◆ Task to complete ◆
Using the data below, return all lines in which "trunk" appears.

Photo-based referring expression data

[Start of section]

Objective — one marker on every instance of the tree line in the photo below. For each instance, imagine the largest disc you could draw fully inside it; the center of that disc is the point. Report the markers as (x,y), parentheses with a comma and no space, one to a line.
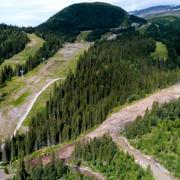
(12,41)
(56,169)
(109,74)
(103,155)
(157,134)
(49,48)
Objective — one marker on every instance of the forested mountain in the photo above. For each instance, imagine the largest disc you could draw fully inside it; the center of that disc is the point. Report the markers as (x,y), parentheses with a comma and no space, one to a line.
(157,134)
(52,171)
(155,10)
(87,16)
(167,30)
(104,155)
(12,41)
(109,74)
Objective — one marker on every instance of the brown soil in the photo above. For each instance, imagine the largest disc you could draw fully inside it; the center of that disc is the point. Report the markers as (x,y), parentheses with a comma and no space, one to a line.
(117,121)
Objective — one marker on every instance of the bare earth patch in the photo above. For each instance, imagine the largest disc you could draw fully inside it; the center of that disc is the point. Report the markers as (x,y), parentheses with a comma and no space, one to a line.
(57,66)
(117,121)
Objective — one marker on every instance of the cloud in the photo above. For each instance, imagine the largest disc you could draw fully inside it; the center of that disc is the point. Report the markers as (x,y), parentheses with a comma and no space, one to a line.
(34,12)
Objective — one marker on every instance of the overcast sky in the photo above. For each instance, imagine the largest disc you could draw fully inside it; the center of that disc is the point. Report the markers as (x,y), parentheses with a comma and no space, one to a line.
(34,12)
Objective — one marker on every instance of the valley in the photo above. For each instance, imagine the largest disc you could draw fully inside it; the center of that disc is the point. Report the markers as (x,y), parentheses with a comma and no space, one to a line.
(30,85)
(91,93)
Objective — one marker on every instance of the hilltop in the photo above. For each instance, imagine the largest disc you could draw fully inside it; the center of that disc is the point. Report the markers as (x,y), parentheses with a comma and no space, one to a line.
(87,16)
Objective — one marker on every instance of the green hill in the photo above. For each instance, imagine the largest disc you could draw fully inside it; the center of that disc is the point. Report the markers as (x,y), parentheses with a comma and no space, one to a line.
(87,16)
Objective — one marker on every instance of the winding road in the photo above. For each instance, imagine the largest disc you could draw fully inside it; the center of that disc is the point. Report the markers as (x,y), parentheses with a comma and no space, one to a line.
(117,121)
(32,103)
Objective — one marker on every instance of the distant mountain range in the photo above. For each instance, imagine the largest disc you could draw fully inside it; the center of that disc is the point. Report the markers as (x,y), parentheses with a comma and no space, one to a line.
(155,10)
(88,16)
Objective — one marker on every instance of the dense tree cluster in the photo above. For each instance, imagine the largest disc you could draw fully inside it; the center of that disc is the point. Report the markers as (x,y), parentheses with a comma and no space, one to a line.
(168,32)
(103,155)
(52,171)
(48,49)
(84,16)
(157,133)
(5,74)
(12,41)
(109,74)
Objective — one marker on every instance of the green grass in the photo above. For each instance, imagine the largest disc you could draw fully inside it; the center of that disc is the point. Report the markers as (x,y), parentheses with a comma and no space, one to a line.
(161,51)
(62,71)
(30,50)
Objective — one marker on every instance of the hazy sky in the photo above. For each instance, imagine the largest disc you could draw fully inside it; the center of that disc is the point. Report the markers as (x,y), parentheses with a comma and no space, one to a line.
(34,12)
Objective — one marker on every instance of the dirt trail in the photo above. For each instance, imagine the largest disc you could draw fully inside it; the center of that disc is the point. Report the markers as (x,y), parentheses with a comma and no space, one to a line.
(117,121)
(159,172)
(87,171)
(32,83)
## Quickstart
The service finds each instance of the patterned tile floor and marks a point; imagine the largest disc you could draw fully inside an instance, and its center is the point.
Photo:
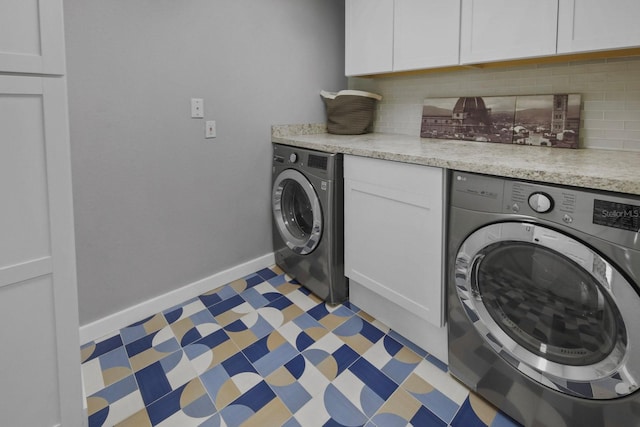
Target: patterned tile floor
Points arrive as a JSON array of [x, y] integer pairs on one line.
[[263, 351]]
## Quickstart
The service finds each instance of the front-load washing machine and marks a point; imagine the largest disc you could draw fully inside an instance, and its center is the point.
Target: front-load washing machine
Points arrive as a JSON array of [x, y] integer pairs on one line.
[[543, 300], [308, 228]]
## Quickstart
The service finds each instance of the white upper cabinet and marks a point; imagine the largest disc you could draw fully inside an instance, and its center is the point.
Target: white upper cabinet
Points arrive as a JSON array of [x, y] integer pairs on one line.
[[590, 25], [32, 36], [399, 35], [368, 37], [496, 30], [426, 34]]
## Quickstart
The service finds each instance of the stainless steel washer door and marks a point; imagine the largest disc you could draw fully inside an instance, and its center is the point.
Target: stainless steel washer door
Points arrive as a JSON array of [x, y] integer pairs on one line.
[[552, 307], [296, 211]]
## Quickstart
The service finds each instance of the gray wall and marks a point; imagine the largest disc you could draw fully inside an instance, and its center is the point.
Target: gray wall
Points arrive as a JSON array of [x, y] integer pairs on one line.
[[156, 205]]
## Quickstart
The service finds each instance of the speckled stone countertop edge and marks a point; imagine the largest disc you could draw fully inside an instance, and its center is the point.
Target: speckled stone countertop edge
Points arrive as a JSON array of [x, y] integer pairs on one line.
[[606, 170]]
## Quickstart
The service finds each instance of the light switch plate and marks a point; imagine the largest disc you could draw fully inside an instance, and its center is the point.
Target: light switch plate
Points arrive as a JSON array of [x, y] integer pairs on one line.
[[210, 129], [197, 108]]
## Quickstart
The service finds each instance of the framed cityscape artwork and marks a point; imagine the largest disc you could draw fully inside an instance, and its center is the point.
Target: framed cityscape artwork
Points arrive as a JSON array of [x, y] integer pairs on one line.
[[542, 120]]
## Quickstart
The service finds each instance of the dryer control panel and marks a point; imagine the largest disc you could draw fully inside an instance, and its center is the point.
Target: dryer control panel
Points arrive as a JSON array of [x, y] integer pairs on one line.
[[610, 216]]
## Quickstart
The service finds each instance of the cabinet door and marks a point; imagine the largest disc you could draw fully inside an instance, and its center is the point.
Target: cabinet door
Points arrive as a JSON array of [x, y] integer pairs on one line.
[[40, 364], [31, 36], [495, 30], [394, 233], [426, 34], [368, 36], [589, 25]]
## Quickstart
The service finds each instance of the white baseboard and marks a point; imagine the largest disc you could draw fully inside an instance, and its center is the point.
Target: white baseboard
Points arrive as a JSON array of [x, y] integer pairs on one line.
[[119, 320]]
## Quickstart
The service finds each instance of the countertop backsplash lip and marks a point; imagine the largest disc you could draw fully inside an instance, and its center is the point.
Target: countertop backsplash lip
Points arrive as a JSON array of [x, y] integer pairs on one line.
[[608, 170]]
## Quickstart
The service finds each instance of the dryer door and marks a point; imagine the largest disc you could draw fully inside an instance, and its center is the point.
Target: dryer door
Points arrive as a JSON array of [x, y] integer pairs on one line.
[[297, 212], [553, 308]]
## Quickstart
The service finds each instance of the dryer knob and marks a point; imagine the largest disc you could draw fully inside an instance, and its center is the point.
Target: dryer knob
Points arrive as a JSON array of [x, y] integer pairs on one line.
[[541, 202]]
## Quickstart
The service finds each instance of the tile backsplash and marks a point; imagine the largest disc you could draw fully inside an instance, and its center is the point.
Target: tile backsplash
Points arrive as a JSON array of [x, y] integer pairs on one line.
[[610, 89]]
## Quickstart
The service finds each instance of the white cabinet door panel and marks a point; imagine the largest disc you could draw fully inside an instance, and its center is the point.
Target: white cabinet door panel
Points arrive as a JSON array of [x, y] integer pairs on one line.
[[38, 291], [495, 30], [590, 25], [32, 36], [394, 233], [426, 34], [368, 36], [24, 218]]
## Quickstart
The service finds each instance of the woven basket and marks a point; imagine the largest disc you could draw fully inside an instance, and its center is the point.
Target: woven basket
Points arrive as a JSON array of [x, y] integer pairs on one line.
[[350, 112]]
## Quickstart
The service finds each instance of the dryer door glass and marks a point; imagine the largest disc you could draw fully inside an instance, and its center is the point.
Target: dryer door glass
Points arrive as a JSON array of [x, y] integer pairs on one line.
[[296, 211], [551, 307], [547, 303]]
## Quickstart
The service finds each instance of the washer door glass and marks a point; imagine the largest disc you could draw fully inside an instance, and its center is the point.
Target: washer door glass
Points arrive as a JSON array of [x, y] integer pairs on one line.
[[551, 307], [296, 210]]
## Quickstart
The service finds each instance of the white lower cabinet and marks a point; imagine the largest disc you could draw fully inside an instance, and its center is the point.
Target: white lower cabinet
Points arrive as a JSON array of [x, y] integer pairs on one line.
[[394, 234]]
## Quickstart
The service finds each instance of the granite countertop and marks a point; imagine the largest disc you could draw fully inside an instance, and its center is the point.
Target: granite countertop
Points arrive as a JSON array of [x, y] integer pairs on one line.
[[598, 169]]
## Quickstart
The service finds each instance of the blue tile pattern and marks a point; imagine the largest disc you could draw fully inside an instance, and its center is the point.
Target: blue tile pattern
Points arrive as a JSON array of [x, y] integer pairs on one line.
[[263, 350]]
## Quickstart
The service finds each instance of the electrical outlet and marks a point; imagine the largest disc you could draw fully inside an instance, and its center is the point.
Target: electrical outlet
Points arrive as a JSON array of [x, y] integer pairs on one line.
[[197, 108], [210, 129]]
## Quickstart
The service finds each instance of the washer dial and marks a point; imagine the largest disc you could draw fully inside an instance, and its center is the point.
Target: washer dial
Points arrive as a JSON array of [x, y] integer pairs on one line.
[[540, 202]]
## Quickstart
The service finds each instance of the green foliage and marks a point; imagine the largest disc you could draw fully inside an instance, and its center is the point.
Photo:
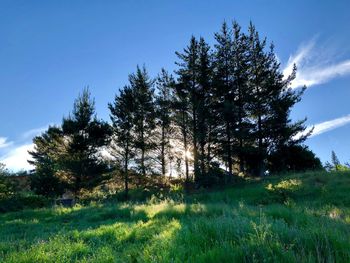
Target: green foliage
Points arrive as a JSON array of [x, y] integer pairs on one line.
[[6, 187], [48, 148], [293, 158], [82, 164], [22, 201], [220, 226]]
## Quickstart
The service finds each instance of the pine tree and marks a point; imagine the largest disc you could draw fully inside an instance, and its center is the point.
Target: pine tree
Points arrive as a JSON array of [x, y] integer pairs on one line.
[[165, 86], [188, 79], [182, 120], [224, 95], [122, 116], [46, 157], [144, 116], [204, 111], [262, 93], [86, 135], [335, 160], [239, 68]]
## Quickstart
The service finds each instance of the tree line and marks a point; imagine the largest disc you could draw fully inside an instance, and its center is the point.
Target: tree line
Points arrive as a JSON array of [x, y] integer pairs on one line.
[[225, 111]]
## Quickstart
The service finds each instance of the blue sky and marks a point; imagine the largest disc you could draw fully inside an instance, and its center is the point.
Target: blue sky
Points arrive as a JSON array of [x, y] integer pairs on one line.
[[50, 50]]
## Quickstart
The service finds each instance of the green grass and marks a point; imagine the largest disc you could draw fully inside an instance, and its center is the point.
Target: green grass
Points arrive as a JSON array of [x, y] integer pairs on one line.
[[292, 218]]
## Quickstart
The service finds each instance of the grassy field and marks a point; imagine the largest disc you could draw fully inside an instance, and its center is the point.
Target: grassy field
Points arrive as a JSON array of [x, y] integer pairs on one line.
[[292, 218]]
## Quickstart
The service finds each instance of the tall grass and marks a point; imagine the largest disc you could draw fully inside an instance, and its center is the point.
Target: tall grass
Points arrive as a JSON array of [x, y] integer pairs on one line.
[[293, 218]]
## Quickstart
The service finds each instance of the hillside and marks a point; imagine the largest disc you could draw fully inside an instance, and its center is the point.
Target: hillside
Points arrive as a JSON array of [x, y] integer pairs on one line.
[[292, 218]]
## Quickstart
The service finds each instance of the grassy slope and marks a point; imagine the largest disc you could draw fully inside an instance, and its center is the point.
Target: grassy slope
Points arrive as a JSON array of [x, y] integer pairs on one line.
[[295, 218]]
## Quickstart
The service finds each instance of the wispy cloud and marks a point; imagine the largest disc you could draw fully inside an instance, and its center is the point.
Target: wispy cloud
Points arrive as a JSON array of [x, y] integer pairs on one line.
[[315, 66], [326, 126], [34, 132], [15, 154], [4, 142], [17, 158]]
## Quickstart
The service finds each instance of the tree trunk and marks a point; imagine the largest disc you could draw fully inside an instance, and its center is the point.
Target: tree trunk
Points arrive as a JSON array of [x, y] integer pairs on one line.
[[163, 151]]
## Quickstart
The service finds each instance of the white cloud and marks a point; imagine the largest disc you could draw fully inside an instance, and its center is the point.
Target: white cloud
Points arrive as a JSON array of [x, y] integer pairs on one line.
[[17, 158], [326, 126], [34, 132], [315, 66], [4, 143]]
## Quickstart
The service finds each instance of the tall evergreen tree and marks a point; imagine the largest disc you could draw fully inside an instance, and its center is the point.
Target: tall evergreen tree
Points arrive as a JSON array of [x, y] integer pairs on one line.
[[188, 79], [239, 69], [144, 116], [46, 156], [335, 160], [182, 120], [122, 116], [165, 85], [225, 98], [204, 111], [86, 135]]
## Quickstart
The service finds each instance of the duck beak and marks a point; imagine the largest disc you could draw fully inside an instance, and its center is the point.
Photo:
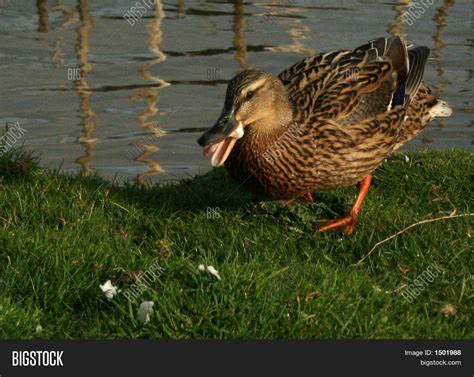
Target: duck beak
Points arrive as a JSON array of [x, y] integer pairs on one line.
[[219, 140]]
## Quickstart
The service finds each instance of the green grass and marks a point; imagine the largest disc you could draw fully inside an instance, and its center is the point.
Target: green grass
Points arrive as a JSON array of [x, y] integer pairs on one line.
[[61, 236]]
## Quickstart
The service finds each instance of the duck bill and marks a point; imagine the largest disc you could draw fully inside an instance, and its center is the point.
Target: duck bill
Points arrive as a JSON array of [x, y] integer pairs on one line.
[[219, 140]]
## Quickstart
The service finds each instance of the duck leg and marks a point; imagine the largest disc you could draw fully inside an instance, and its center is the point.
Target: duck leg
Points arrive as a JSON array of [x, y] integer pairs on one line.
[[308, 197], [348, 222]]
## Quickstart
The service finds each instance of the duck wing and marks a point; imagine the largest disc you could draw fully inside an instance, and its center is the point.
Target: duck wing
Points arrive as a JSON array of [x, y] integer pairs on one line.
[[350, 86]]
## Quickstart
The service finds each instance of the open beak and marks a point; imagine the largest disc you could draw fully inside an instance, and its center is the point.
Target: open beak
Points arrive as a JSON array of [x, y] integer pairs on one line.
[[219, 140]]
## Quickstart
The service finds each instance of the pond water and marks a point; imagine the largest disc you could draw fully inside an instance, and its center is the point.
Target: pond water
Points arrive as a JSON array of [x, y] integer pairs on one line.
[[128, 99]]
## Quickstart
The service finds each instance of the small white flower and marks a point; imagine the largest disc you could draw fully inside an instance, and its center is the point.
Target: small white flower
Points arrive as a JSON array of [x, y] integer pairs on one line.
[[109, 290], [213, 272], [145, 311]]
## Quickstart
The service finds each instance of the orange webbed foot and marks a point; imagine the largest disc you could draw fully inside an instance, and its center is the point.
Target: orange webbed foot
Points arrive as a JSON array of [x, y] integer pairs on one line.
[[347, 222]]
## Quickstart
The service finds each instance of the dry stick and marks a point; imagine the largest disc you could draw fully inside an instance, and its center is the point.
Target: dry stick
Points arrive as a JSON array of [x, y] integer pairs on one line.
[[409, 227]]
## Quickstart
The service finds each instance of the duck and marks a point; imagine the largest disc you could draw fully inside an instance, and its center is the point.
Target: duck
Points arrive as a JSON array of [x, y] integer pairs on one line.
[[326, 122]]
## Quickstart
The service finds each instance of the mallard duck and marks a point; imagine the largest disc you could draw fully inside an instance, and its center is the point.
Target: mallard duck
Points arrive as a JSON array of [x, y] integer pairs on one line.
[[326, 122]]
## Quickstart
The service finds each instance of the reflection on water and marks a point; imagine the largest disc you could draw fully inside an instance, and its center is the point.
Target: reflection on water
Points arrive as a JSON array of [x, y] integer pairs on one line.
[[150, 96], [240, 43], [141, 93], [42, 6], [81, 86]]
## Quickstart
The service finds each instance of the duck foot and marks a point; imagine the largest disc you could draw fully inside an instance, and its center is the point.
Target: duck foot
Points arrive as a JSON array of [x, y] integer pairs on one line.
[[307, 197], [347, 222]]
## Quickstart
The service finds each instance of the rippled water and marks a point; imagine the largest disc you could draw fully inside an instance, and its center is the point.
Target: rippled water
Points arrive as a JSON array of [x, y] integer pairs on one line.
[[96, 93]]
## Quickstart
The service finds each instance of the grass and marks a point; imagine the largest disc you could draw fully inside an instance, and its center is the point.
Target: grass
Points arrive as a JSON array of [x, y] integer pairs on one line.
[[61, 236]]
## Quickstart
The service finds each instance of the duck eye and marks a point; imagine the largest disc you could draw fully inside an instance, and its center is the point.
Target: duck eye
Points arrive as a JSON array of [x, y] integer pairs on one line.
[[249, 95]]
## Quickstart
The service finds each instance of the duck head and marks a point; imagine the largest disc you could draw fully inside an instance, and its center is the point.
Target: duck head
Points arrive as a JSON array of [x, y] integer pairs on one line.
[[255, 102]]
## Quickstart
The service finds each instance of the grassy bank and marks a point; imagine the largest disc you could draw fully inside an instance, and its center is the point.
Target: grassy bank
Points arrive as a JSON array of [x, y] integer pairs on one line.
[[61, 236]]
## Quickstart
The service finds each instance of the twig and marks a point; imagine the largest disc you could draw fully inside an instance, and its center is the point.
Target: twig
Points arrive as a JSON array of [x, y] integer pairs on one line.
[[452, 216]]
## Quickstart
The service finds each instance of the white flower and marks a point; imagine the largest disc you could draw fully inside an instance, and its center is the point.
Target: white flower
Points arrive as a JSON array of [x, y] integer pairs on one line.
[[213, 272], [109, 290], [145, 311]]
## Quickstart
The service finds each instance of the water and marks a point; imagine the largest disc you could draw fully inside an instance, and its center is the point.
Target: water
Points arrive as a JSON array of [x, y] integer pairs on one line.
[[95, 93]]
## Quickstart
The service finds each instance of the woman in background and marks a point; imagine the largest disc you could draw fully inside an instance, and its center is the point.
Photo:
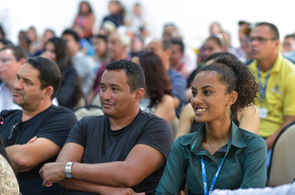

[End of section]

◆ Exercise output ◆
The service finds each instance of the tree trunk and marks a point; imagine the largest disc you could draw fully inside an instance, and its center is the point.
Target: tree trunk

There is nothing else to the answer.